# Your objective
Copy out every one of the records below word for word, leaving out the pictures.

# Supplied data
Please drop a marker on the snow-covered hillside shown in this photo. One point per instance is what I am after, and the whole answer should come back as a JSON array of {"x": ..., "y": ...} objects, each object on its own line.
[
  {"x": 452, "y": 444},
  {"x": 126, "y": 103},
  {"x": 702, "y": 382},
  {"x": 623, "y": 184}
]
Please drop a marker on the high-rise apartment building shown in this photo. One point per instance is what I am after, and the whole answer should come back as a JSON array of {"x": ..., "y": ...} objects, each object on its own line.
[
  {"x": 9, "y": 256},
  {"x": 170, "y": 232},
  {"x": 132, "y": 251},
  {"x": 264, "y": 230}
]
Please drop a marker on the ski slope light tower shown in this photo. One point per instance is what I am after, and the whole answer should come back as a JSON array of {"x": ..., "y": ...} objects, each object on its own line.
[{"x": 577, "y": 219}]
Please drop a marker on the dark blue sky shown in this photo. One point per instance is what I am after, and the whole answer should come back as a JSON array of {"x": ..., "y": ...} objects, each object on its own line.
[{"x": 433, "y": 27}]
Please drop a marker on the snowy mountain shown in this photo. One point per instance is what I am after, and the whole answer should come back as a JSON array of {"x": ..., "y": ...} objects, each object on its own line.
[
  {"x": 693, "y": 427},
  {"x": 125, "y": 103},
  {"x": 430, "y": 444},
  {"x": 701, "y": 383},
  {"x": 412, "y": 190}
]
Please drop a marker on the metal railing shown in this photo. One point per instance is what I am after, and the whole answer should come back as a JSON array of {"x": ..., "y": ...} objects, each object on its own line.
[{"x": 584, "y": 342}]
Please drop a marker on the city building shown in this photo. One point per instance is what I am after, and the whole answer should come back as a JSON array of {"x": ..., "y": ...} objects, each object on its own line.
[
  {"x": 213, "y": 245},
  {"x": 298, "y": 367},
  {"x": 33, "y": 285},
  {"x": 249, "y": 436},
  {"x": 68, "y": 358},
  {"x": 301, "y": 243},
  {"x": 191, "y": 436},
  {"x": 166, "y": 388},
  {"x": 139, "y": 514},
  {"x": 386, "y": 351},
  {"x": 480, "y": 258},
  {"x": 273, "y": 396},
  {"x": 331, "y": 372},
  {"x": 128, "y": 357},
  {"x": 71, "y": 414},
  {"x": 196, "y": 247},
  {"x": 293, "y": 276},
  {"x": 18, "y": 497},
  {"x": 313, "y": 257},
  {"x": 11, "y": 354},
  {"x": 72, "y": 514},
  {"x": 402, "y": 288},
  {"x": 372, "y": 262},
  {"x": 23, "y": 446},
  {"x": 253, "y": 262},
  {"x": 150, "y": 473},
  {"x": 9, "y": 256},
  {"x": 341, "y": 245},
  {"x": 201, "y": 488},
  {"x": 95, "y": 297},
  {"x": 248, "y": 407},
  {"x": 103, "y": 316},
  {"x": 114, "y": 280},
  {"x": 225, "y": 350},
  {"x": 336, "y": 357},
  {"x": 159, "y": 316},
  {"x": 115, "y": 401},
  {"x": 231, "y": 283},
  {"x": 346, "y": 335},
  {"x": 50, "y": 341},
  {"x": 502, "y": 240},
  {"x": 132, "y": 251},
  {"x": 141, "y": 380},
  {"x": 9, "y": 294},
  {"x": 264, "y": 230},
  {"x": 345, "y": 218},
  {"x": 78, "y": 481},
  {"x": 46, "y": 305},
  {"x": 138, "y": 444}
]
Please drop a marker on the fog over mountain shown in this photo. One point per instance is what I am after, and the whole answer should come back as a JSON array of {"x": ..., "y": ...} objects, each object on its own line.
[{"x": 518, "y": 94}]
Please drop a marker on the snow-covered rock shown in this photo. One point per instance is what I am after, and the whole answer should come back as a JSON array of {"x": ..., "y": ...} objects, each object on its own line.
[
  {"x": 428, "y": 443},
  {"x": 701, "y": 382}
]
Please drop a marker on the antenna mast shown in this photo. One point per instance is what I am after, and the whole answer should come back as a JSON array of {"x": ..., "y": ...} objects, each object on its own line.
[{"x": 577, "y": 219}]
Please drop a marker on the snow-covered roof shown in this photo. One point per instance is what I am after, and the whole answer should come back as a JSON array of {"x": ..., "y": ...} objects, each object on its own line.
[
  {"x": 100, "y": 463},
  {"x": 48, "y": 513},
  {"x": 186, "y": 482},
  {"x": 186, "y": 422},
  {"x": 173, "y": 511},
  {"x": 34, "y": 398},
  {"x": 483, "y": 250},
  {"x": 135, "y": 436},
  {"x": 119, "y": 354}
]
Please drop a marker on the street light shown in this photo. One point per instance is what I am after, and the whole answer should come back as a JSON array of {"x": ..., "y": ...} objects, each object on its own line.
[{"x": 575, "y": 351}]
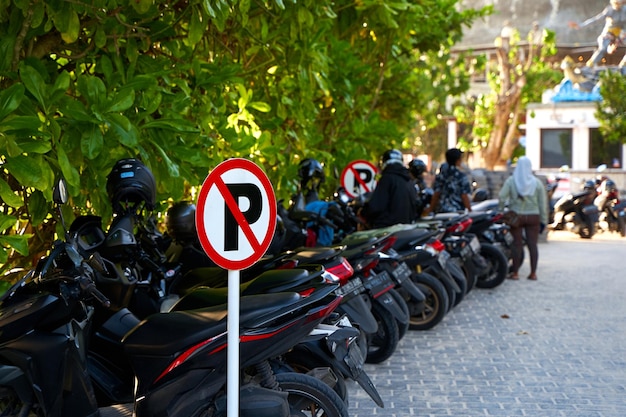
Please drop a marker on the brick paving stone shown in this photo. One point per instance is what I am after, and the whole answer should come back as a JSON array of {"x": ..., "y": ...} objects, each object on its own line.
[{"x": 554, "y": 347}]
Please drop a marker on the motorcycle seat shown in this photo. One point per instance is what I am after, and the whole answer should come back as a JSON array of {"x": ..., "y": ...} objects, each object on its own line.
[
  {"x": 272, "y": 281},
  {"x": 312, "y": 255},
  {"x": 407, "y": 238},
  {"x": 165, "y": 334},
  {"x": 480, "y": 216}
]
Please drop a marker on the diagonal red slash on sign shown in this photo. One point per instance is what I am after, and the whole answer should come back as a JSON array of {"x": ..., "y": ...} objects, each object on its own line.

# Completed task
Please drop a marker on the snow-covered hillside shown in this photo. One point per instance is what I am after, and the whole answer should come back as a JSON array of {"x": ..., "y": ...} objects, each object on its own line.
[
  {"x": 452, "y": 444},
  {"x": 126, "y": 103},
  {"x": 702, "y": 382},
  {"x": 623, "y": 184}
]
Please drop a marker on the high-rise apartment building shown in this photo. One point per instance is what I am after, and the whole answer should come back as a JSON array of {"x": ..., "y": ...} objects, each object on its own line.
[
  {"x": 9, "y": 256},
  {"x": 170, "y": 232},
  {"x": 132, "y": 251},
  {"x": 264, "y": 230}
]
Please drop a marker on the ski slope light tower shown in this photo. One point per instance is what I am after, and the whole answer should come back as a JSON array of {"x": ..., "y": ...} objects, each object on its own line.
[{"x": 577, "y": 219}]
Please drop a marker on the dark blue sky shown in this photo. One point per instance is what I am after, and the whole answer should come back as a JSON array of {"x": ..., "y": ...} objects, each object on its own line.
[{"x": 433, "y": 27}]
Please drop a marker on the snowy mountain shown in this photo. One point per instance is what I am after, and the whole answer should come back as a JSON array of {"x": ..., "y": ...} objects, each object on its own line.
[
  {"x": 693, "y": 427},
  {"x": 125, "y": 103},
  {"x": 430, "y": 444},
  {"x": 701, "y": 383},
  {"x": 412, "y": 190}
]
Please drop a marker on the metal railing shown in this photo. One point per instance is what I am after, and the whole answer should come back as a JSON array of {"x": ..., "y": ...} objects, each object on its own line.
[{"x": 584, "y": 342}]
Please drop a marker on the city building shown in this photo. One point per instance is what I am after, and the whole answer should come back as a JSON array of {"x": ..., "y": ...} objects, each object on its own line.
[
  {"x": 213, "y": 245},
  {"x": 298, "y": 367},
  {"x": 33, "y": 285},
  {"x": 249, "y": 436},
  {"x": 68, "y": 358},
  {"x": 301, "y": 243},
  {"x": 191, "y": 436},
  {"x": 166, "y": 388},
  {"x": 139, "y": 514},
  {"x": 386, "y": 351},
  {"x": 480, "y": 258},
  {"x": 273, "y": 396},
  {"x": 331, "y": 372},
  {"x": 128, "y": 357},
  {"x": 71, "y": 414},
  {"x": 196, "y": 247},
  {"x": 293, "y": 276},
  {"x": 18, "y": 497},
  {"x": 313, "y": 257},
  {"x": 11, "y": 354},
  {"x": 72, "y": 514},
  {"x": 402, "y": 288},
  {"x": 372, "y": 262},
  {"x": 23, "y": 446},
  {"x": 253, "y": 262},
  {"x": 150, "y": 473},
  {"x": 9, "y": 256},
  {"x": 341, "y": 245},
  {"x": 201, "y": 488},
  {"x": 95, "y": 297},
  {"x": 248, "y": 407},
  {"x": 103, "y": 316},
  {"x": 114, "y": 280},
  {"x": 225, "y": 350},
  {"x": 336, "y": 357},
  {"x": 159, "y": 316},
  {"x": 115, "y": 401},
  {"x": 231, "y": 283},
  {"x": 346, "y": 335},
  {"x": 50, "y": 341},
  {"x": 502, "y": 240},
  {"x": 132, "y": 251},
  {"x": 141, "y": 380},
  {"x": 9, "y": 294},
  {"x": 264, "y": 230},
  {"x": 345, "y": 218},
  {"x": 78, "y": 481},
  {"x": 46, "y": 305},
  {"x": 138, "y": 444}
]
Please drop a marker on the fog over mountain shown in this photo. One point per instance is what I am after, and the whole answer should come back as a JSON array of {"x": ..., "y": ...} objects, each object on its own line.
[{"x": 518, "y": 94}]
Please drop a marker on the snow-covered rock shown in this photo. One point per instance is what I am after, and the whole answer should come back as a JSON array of {"x": ..., "y": ...} objects, each object on its own line.
[
  {"x": 428, "y": 443},
  {"x": 701, "y": 382}
]
Please drop a marker on the antenna mast shown in this photo. One point per instance is what I am after, and the whole answer should come back as a JSON array of {"x": ..., "y": ...} objects, each object on its own line.
[{"x": 577, "y": 219}]
Please drop a marker on the snow-covered roof shown in this photo. One point per instance is what I am after, and the whole answer should come back as a JSON array of {"x": ..., "y": ...} objects, each object on its own line.
[
  {"x": 100, "y": 463},
  {"x": 48, "y": 513},
  {"x": 186, "y": 482},
  {"x": 186, "y": 422},
  {"x": 173, "y": 511},
  {"x": 34, "y": 398},
  {"x": 483, "y": 250},
  {"x": 135, "y": 436},
  {"x": 119, "y": 354}
]
Please drop a marker on the street light shown in this photo. One point per instance is what I am after, and the whole answer should come back as a JSON array of {"x": ..., "y": ...} objects, each object on its own line.
[{"x": 575, "y": 351}]
Please drop a marker on the brick paving stone shown in this photo. One point per instance is what I am after, and the whole answer should come back as a JSON array of {"x": ..., "y": ...} objects, each object on its own line.
[{"x": 554, "y": 347}]
Please drop a marker on the motorcycle seat shown in this photo. One point per instance is what I am after, and the whole answer should come back as a JSON array of {"x": ..., "y": ...} objects, each object on its own line.
[
  {"x": 272, "y": 281},
  {"x": 312, "y": 255},
  {"x": 407, "y": 238},
  {"x": 165, "y": 334},
  {"x": 480, "y": 216}
]
Please drop a marker on the diagonal red slash on sign shown in this photo. One point per instance is what I am after, and the whole answer should come back as a JSON array of {"x": ..., "y": ...} objects, each object on its own line.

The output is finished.